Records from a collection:
** Begin **
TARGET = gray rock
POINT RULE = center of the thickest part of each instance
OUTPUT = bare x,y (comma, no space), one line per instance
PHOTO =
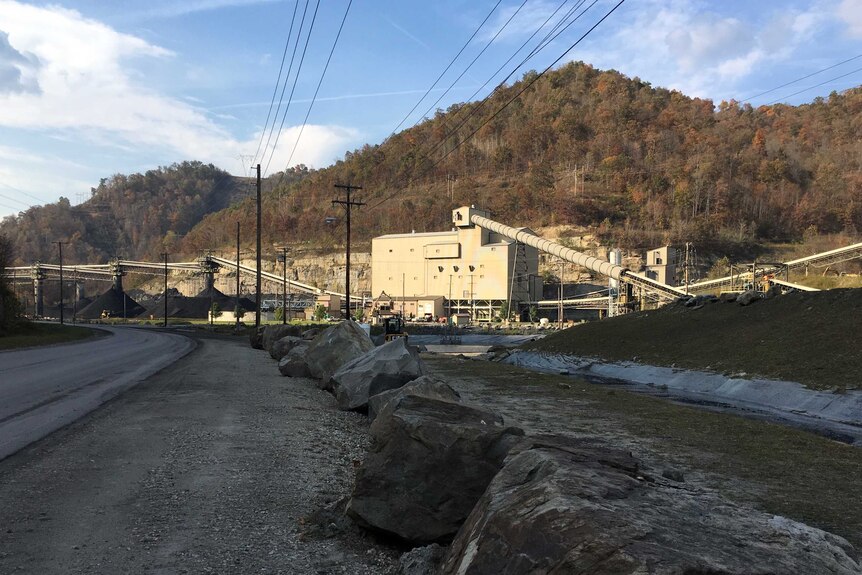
383,368
255,337
425,386
563,506
748,297
310,333
429,463
273,333
334,347
293,364
280,347
728,297
421,560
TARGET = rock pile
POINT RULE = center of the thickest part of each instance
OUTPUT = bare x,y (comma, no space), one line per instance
441,471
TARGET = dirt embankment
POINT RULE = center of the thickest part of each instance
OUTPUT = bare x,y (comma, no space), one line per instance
809,337
772,467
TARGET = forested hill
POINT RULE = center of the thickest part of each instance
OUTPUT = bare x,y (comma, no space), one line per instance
642,165
135,217
582,146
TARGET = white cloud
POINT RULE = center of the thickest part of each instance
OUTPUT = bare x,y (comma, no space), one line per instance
709,41
173,8
318,147
850,11
89,98
679,45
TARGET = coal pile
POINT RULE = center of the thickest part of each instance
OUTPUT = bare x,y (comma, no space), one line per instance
112,303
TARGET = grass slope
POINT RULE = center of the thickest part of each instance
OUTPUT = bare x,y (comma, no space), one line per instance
778,469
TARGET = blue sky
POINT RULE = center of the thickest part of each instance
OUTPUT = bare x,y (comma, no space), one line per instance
90,88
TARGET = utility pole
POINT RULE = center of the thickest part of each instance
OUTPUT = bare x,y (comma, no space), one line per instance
257,277
562,264
165,256
283,285
687,252
347,204
60,248
236,309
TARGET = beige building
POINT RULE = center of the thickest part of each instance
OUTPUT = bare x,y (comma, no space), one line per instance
661,265
474,269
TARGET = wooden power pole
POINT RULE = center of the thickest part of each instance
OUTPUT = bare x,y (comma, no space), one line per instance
347,203
257,277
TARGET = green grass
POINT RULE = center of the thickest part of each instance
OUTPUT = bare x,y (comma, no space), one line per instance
39,334
778,469
812,338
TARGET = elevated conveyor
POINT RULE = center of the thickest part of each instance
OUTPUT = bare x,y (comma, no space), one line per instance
821,259
649,286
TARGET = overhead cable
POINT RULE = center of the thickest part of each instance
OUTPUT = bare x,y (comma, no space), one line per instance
802,78
295,82
313,98
517,95
815,86
467,43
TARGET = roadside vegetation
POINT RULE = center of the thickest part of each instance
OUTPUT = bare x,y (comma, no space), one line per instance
779,469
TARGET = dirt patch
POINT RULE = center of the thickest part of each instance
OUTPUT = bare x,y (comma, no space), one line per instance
775,468
809,337
42,334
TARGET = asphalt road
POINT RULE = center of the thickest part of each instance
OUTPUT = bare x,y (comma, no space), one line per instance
216,464
43,389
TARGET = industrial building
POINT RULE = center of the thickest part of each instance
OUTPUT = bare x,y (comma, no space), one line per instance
475,269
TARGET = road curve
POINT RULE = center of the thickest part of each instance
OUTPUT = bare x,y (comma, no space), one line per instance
43,389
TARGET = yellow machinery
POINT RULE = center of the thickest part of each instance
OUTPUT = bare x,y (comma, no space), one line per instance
393,328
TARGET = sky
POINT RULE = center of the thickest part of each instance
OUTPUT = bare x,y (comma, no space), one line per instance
93,88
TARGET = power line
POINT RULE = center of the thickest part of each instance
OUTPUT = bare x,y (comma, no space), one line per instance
816,86
529,84
277,82
538,48
470,65
322,75
20,191
295,81
516,96
464,47
15,200
802,78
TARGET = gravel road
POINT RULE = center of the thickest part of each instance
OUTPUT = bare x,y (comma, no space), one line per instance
45,388
215,465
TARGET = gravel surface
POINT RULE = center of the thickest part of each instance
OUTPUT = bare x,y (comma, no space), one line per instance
216,465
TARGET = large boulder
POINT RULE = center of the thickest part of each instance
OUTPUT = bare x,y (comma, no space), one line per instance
310,333
280,347
334,347
425,386
383,368
429,463
293,364
563,506
273,333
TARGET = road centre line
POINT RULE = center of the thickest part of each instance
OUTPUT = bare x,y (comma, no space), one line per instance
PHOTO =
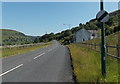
38,56
11,69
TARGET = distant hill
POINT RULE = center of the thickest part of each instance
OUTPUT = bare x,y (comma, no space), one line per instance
66,36
12,37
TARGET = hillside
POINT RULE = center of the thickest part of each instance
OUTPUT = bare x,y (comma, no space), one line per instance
12,37
66,36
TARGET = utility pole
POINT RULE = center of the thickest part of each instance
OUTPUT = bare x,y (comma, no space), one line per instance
103,46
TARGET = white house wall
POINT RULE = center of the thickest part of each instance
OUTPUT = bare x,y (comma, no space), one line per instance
82,35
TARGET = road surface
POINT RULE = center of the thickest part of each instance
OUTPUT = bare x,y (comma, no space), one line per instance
49,64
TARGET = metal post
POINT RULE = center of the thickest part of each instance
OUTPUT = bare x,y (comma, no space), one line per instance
103,47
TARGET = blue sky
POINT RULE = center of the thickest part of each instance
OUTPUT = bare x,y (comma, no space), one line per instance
36,18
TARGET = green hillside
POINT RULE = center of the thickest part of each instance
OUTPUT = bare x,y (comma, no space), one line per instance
66,37
12,37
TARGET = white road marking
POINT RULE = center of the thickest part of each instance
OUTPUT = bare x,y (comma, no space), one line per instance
38,56
11,69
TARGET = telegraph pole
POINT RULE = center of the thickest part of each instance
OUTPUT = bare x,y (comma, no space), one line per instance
103,46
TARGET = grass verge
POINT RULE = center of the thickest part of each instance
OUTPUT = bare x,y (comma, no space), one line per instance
6,52
87,65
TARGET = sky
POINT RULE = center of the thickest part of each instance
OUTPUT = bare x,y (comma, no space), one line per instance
38,18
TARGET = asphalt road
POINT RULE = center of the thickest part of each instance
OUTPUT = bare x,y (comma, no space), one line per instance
49,64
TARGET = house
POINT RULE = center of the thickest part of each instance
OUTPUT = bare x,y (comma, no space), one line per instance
84,35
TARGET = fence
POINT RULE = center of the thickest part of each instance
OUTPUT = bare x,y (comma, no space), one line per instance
19,46
113,51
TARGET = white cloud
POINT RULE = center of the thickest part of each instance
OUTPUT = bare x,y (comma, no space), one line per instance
59,0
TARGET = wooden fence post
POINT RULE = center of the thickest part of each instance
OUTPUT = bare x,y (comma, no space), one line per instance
100,47
118,52
118,61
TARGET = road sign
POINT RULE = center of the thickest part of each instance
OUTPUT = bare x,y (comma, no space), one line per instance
103,16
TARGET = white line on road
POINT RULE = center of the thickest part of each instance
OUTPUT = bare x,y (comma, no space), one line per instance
11,69
38,56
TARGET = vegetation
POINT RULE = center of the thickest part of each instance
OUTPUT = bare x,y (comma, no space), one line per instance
87,65
67,36
111,40
19,50
12,37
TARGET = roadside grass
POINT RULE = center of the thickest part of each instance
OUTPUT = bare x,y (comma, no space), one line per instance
87,65
6,52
** End **
Lay out the lines above as a two-column CSV headed instruction and points, with one row for each line and its answer. Quote every field, turn line breaks into spaces, and leave the pictures out.

instruction,points
"TARGET = gray rock POINT RULE = center of the thickest part of each instance OUTPUT = bare x,y (comma, no space), one line per instance PHOTO =","383,368 255,337 425,386 563,506 748,297 310,333 429,463 273,333 334,347 293,364 280,347 728,297 421,560"
"TARGET = rock pile POINT RULE = center of the thickest part of each instance OUTPUT = bare x,y (comma, no space), one line per instance","441,471"
"TARGET = dirt embankment POINT RULE = center of the thickest part of each instance OUTPUT = bare x,y (comma, no space), one line per instance","809,337 772,467"
"TARGET = forested hill POINT RULE = center of the thickest part of each instance OUTPUT = bare x,y (comma, no space), one line per instance","642,165 135,217 582,146"
"TARGET = white cloud POINT RULE = center of the thickest part of each instance OUTPUT = bare x,y (comma, no space), one line per instance","709,41 173,8 318,147 850,11 89,98 679,45"
"TARGET = coal pile POINT RULE = center of the thickest part of each instance OUTPUT = bare x,y (comma, no space), one line per instance","112,303"
"TARGET = grass slope POINT RULE = center of the thickest part of each instance OUTPUT = bare x,y (comma, no space), one line per instance","778,469"
"TARGET = blue sky POINT RULE = center of the thickest part of each instance OUTPUT = bare x,y (comma, no space), one line per instance","90,88"
"TARGET = utility pole POINT RULE = center of the thickest part of each instance OUTPUT = bare x,y (comma, no space), one line per instance","257,277 562,264 165,256 283,285 687,252 347,204 60,248 236,309"
"TARGET = beige building POINT RULE = center of the thickest part of each instance OUTPUT = bare x,y (comma, no space), one line per instance","661,265 474,269"
"TARGET = wooden power pole POINT RULE = center of the thickest part of each instance OUTPUT = bare x,y (comma, no space), one line per instance","347,203 257,277"
"TARGET = green grass POINT RULE = center of the thickest part of each instance OUTPUT = bare x,y (comma, no space), one line per instance","39,334 778,469 812,338"
"TARGET = elevated conveyor POINT RULE = center of the thickest part of each instance OUTPUT = bare x,y (comma, no space), one line per instance","821,259 649,286"
"TARGET = overhead cable POINT RULE = center of the thickest part of each instance OUTPUT = bare x,y (comma, no space), one line per instance","802,78 295,82 313,98 517,95 815,86 467,43"
"TARGET = roadside vegetation POINT RULE = center of the thickest part of each instance OUTPUT = bare x,y (comma, no space), one line per instance","779,469"
"TARGET = dirt patch POINT RULE = center of the thickest part of each instance OUTPUT = bare x,y (comma, no space), one line per instance","775,468 809,337 42,334"
"TARGET = asphalt road POINT RULE = center of the thickest part of each instance OUTPUT = bare x,y (comma, no space), one line per instance","216,464 43,389"
"TARGET = industrial building POINT RULE = center of the thickest part of each instance OUTPUT = bare x,y (comma, no space), one line per instance","475,269"
"TARGET = road curve POINT RULE = center of the thickest part of each instance OUTPUT = bare x,y (comma, no space), one line per instance","43,389"
"TARGET = yellow machinery POINT RULE = center of the thickest part of each instance OUTPUT = bare x,y (comma, no space), one line per instance","393,328"
"TARGET = sky POINT RULE = center of the thickest part of each instance OUTPUT = bare x,y (comma, no space), one line per instance","93,88"
"TARGET = power line POINT RULE = center of the thickest part of each instance OUTPUT = bare x,y (comma, no space), one line per instance","816,86 529,84 277,82 538,48 470,65 322,75 20,191 295,81 516,96 464,47 15,200 802,78"
"TARGET = gravel road POINT RULE = center of the thickest part of each instance OUTPUT = bare x,y (comma, no space), one line per instance","45,388 215,465"
"TARGET = gravel surface POINT RULE = center of the thickest part of each instance OUTPUT = bare x,y (comma, no space), one line per instance","216,465"
"TARGET = large boulder POINT RULE = center of the thickest part of each instance OUTPUT = bare x,y (comma, no space), one line per instance","310,333 280,347 334,347 425,386 383,368 429,463 293,364 563,506 273,333"
"TARGET = road centre line POINT RULE = center of the thickest part of each instance OUTPUT = bare x,y (comma, no space), one line per instance PHOTO =","38,56 11,69"
"TARGET = distant hill POINT RULE = center of the thickest part of each instance OUTPUT = bare x,y (comma, no space), one line per instance","66,36 12,37"
"TARGET = hillside POINT RULE = center of the thickest part of each instance OUTPUT = bare x,y (comma, no space), one line per instance","12,37 66,36"
"TARGET = utility pole POINT RULE = center of the thickest part of each instance OUTPUT = bare x,y (comma, no space), one line per instance","103,46"
"TARGET = white house wall POINT RULE = center of the thickest part of each instance OUTPUT = bare x,y (comma, no space), one line per instance","82,35"
"TARGET = road surface POINT RULE = center of the thickest part of each instance OUTPUT = bare x,y (comma, no space), one line per instance","49,64"
"TARGET = metal post POINT RULE = center of the thickest part of each instance OUTPUT = bare x,y (comma, no space), one line per instance","103,47"
"TARGET = blue sky POINT RULE = center of the thickest part of each instance OUTPUT = bare x,y (comma, no space), one line per instance","36,18"
"TARGET = green hillside POINT RULE = center of the thickest part of each instance OUTPUT = bare x,y (comma, no space), one line per instance","66,37 12,37"
"TARGET = white road marking POINT RULE = center of the thickest part of each instance OUTPUT = bare x,y (comma, no space), one line per instance","38,56 11,69"
"TARGET = telegraph pole POINT RULE = center of the thickest part of each instance OUTPUT = bare x,y (comma, no space), one line per instance","103,46"
"TARGET = grass verge POINT RULE = center of the thickest part of each instance OUTPUT = bare x,y (comma, no space), one line per instance","6,52 87,65"
"TARGET = sky POINT RULE = center of the thickest part of each instance OUTPUT = bare x,y (comma, no space), one line per instance","38,18"
"TARGET = asphalt road POINT RULE = center of the thickest part of each instance OUTPUT = bare x,y (comma, no space), one line per instance","49,64"
"TARGET = house POINT RULE = center of the thickest part of each instance OUTPUT = bare x,y (comma, no space), one line per instance","84,35"
"TARGET = fence POINT RULE = center of the thickest part of each instance OUTPUT = bare x,y (comma, no space), one line per instance","19,46 113,51"
"TARGET = white cloud POINT RULE = center of the thickest part of each instance OUTPUT = bare x,y (comma, no space), one line per instance","59,0"
"TARGET = wooden fence post POINT RULE = center of the thickest part of each instance OUTPUT = bare x,y (comma, no space), one line per instance","100,47 118,52 118,61"
"TARGET = road sign POINT RULE = center of the thickest part of each instance OUTPUT = bare x,y (comma, no space), one line per instance","103,16"
"TARGET = white line on road POINT RULE = center of the thickest part of each instance OUTPUT = bare x,y (comma, no space), one line per instance","11,69 38,56"
"TARGET = vegetation POINT RULE = center of the thickest part of each instance OUTPUT = bare x,y (comma, no space), one line per instance","87,65 67,36 111,40 19,50 12,37"
"TARGET = roadside grass POINT RULE = center of the thickest part of each instance OUTPUT = bare x,y (comma, no space), one line per instance","87,65 6,52"